Your diet need not be entirely plant-based to reap the benefits of eating more plants. This includes things like fruits and vegetables, of course, but also whole grains, nuts, seeds and legumes. And considering most Americans don’t get the recommended minimum adequate intake of fiber, and that the fruit and vegetable intake in the standard American diet is low and getting lower, chances are we could all make an effort to do better. Shall we?
If your answer to that rhetorical question was not an enthusiastic, ‘We shall!,’ let us share with you 5 reasons why we love a mostly plant-based diet:
1. Fiber. A blood sugar stabilizer, fiber adds bulk which functions to keep you feeling fuller for longer. It also promotes healthy digestion. Fruits, vegetables, whole grains, nuts, seeds and legumes can all contribute to your overall daily fiber intake. *QUICK TIP: Wash, but don’t peel your fruits and veggies. Stripping away the outer layer also strips away a large concentration of nutrient density, including fiber. Eat the skin to significantly increase fiber intake compared to eating the flesh alone.
2. Water. Plants have a high water content, which can contribute toward your daily intake. Good news for those of you who struggle to stay hydrated, eh? Unfortunately, plants can’t replace your plain water intake entirely, but they can help you out. Fruits with the highest water contents include watermelon, strawberries, grapefruit, cantaloupe and peaches. Cucumber, lettuce, zucchini, radish, celery, tomato, green cabbage, cauliflower, eggplant, red cabbage, peppers, spinach and broccoli top the veggie category.
3. Volume. Most non-starchy plants (e.g. fibrous vegetables and low sweet fruits) are naturally low in both fat and calories which, coupled with a high content of both fiber and water, allows you to eat a large quantity of these foods without sabotaging your efforts to attain or maintain a lean physique. Eat more, for less [cals] to lose or maintain your weight and burn fat.
4. Antioxidants. Most plants contain polyphenols, or compounds that have antioxidant activity, which function to protect your cells from free radical damage and can slow the aging process. Free radicals can compromise cell function, and increase your risk of disease. Polyphenols can positively impact your gut microbiome, boost healthy bacteria (and mood!) and promote a healthy weight. All berries, a variety of vegetables and some nuts, also herbs and spices, are easy ways to boost the healthy antioxidants in your diet. DID YOU KNOW? Polyphenols are fat-soluble, which means you should eat them along with a source of healthy fat for optimal absorption.
… and acid-base balance. Animal protein connoisseurs, listen up! Too much protein, especially of the animal and dairy variety, creates an extremely acidic environment in the body. Fortunately, we can combat some of this by choosing high quality (e.g. hormone-, antibiotic- and pesticide-free; grass-fed; pasture-raised; organic; raw; wild) and sustainably-sourced animal proteins, a nutrient-dense diet with plenty of alkaline-forming foods (fresh veggies, some fruits) and avoiding [acid-producing] processed foods as best we can (because, JERF).

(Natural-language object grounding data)
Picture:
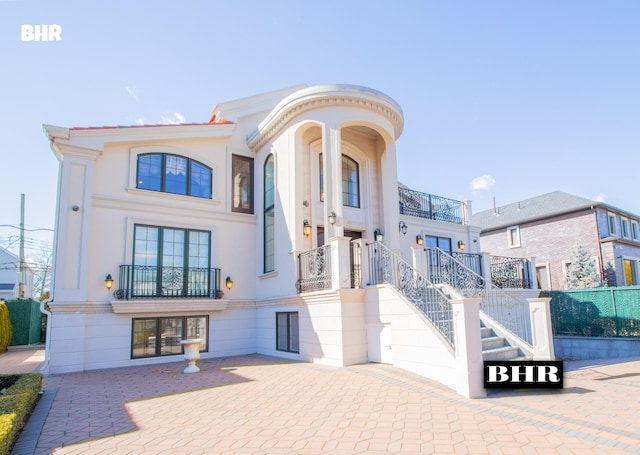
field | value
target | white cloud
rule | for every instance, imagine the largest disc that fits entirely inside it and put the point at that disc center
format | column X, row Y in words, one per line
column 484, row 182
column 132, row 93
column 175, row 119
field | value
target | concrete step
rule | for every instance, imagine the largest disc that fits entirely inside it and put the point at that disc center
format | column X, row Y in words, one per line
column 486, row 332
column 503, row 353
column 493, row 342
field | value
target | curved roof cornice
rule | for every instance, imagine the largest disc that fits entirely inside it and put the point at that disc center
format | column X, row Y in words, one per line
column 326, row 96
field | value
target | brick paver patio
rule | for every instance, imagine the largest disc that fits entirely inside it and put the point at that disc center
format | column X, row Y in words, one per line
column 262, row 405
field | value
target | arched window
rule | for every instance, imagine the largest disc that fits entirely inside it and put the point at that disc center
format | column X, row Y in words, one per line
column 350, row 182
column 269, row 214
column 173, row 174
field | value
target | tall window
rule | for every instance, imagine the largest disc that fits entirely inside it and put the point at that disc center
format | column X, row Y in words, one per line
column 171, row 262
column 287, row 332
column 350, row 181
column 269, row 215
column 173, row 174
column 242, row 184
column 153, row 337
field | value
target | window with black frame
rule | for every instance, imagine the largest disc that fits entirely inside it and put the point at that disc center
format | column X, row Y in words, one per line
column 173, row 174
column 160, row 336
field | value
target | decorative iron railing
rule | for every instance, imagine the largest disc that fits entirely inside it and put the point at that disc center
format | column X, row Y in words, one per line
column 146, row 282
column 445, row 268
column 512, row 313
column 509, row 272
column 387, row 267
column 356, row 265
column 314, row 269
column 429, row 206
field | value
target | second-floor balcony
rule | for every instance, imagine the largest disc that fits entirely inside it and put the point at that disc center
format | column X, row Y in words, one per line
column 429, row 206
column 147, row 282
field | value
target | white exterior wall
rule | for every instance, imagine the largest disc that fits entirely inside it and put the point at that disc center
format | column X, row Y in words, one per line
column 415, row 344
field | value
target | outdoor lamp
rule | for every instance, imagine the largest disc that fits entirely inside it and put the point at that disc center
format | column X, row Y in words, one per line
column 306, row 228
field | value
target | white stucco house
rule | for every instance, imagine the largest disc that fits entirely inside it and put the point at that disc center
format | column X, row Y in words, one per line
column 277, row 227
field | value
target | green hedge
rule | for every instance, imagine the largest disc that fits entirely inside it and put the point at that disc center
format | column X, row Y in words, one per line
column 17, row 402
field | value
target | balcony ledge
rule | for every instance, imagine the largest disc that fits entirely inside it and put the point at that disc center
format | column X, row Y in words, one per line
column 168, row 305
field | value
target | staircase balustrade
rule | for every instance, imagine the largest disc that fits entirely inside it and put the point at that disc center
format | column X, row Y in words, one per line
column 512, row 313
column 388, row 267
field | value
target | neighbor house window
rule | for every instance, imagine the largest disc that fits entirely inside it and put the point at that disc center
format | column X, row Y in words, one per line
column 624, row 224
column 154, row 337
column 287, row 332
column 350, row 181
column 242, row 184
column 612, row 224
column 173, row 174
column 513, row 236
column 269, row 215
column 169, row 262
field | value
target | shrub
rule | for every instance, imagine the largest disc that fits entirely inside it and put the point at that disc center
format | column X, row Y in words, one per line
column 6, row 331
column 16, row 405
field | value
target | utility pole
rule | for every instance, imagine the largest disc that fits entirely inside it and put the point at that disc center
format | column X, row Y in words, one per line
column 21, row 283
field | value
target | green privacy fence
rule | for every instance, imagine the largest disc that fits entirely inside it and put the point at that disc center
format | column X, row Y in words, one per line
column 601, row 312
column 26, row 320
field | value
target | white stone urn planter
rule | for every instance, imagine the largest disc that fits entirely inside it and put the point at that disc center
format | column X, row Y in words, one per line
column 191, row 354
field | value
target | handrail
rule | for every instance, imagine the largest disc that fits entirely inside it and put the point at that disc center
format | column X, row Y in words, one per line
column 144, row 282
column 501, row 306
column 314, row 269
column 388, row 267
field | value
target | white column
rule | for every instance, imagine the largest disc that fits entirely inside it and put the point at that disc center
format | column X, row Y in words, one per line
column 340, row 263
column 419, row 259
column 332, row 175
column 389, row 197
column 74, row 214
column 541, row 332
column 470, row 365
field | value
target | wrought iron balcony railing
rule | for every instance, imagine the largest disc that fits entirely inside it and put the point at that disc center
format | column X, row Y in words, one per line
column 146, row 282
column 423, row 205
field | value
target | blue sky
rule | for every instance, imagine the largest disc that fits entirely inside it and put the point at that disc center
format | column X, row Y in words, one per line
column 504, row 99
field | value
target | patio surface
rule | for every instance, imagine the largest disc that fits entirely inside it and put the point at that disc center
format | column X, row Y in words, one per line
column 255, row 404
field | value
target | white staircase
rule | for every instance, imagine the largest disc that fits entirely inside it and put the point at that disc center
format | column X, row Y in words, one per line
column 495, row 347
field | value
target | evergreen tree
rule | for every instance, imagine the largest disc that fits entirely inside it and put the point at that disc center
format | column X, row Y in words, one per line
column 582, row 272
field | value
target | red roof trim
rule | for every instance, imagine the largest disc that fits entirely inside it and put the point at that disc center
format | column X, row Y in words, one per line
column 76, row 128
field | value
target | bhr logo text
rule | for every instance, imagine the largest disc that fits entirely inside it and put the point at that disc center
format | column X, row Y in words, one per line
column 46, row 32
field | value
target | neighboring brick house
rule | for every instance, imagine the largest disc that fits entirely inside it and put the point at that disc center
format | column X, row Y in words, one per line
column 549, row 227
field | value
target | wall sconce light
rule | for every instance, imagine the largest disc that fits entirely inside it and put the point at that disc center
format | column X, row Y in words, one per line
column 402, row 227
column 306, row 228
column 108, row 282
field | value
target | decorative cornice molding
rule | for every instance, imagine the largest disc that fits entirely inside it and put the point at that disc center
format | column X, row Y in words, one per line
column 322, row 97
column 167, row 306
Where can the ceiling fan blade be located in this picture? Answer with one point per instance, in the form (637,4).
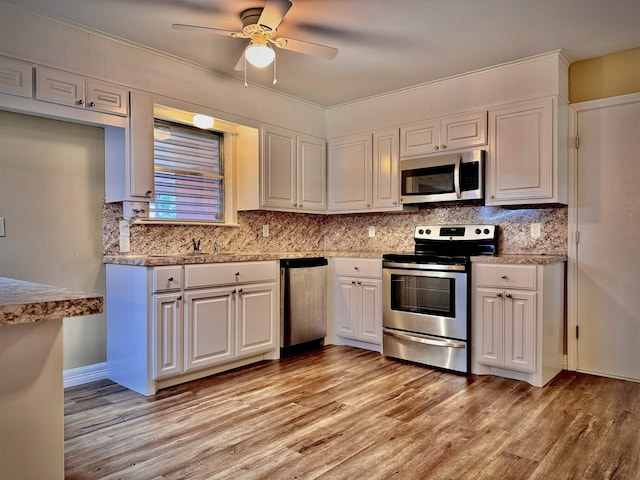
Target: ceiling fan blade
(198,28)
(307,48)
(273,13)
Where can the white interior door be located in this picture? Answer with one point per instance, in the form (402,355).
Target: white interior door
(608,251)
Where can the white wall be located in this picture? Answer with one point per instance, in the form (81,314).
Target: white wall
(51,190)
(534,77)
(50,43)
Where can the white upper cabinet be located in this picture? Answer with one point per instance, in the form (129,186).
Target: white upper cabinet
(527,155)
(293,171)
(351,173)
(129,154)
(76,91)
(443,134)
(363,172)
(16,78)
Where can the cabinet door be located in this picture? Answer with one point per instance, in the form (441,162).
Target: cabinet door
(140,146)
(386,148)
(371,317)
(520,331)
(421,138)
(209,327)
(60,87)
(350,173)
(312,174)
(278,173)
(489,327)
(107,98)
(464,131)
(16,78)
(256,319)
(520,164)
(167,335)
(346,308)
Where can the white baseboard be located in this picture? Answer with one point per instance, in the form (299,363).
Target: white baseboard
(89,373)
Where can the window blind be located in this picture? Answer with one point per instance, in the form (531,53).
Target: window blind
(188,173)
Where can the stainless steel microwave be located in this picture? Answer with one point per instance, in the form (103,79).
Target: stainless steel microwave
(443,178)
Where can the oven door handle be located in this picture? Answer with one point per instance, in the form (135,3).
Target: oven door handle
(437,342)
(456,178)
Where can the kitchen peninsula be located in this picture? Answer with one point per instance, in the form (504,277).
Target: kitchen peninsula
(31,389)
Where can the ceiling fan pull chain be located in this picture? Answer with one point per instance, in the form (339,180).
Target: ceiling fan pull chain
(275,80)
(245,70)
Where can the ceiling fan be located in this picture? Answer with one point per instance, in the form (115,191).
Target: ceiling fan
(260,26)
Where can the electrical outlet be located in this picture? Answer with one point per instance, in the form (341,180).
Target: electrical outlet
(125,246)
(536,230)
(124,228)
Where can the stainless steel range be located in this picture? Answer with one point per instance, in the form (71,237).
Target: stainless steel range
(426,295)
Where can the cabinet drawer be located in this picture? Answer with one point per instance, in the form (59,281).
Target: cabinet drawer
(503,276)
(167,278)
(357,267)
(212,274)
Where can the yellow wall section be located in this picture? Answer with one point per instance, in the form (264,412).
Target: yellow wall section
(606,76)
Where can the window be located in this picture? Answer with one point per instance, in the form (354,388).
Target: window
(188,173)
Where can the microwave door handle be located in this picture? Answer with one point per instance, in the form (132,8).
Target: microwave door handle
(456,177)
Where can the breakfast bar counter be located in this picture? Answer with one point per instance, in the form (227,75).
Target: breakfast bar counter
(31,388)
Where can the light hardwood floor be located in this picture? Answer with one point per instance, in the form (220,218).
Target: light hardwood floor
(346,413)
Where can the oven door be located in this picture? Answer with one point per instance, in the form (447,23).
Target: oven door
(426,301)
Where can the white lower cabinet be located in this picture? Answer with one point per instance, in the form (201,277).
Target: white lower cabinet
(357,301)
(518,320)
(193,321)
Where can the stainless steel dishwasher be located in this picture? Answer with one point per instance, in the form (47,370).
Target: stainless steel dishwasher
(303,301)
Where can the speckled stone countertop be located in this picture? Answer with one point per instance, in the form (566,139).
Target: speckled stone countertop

> [TASK SET]
(a) Print the stretch of the plant-based diet text from "4. Antioxidants. Most" through "for optimal absorption.".
(b) In the plant-based diet text, why should polyphenols be eaten along with a source of healthy fat?
(c) Pick up the plant-based diet text after its final sentence and keep writing.

> [ANSWERS PROVIDED]
(a)
4. Antioxidants. Most plants contain polyphenols, or compounds that have antioxidant activity, which function to protect your cells from free radical damage and can slow the aging process. Free radicals can compromise cell function, and increase your risk of disease. Polyphenols can positively impact your gut microbiome, boost healthy bacteria (and mood!) and promote a healthy weight. All berries, a variety of vegetables and some nuts, also herbs and spices, are easy ways to boost the healthy antioxidants in your diet. DID YOU KNOW? Polyphenols are fat-soluble, which means you should eat them along with a source of healthy fat for optimal absorption.

(b) Polyphenols are fat-soluble, so eating them with healthy fat gives optimal absorption.

(c)
5. Budget – Adopting a plant-based diet can help you to save money. High quality animal protein can have a place in any healthy diet, but it can add up. Shop the sales, buy frozen or find a local rancher (and save BIG!), but also try to incorporate one meatless meal a week. Come up with a recipe we need to know about? Let us know!
… and 5 ways to actually get it done:
1. Swap one meal daily for a giant chopped salad. If nothing else, it allows you to knock out multiple servings of veggies in one sitting. We love the OXO salad chopper, which can take volumes of veggies (and all the fixins’ - plenty of protein and healthy fats, for satisfaction) down to nothing to increase palatability and, so that you get a taste of each ingredient in every bite. Oh, and we like to eat our salads out of mixing bowls with a spoon :) Try it, and let us know what you think!
2. Add greens to a shake. Add spinach or kale, fresh or frozen, for a healthy dose of green in your protein smoothie. Frozen greens will function to thicken your shake, and help it to take on an ice cream-like consistency. Mmmmm!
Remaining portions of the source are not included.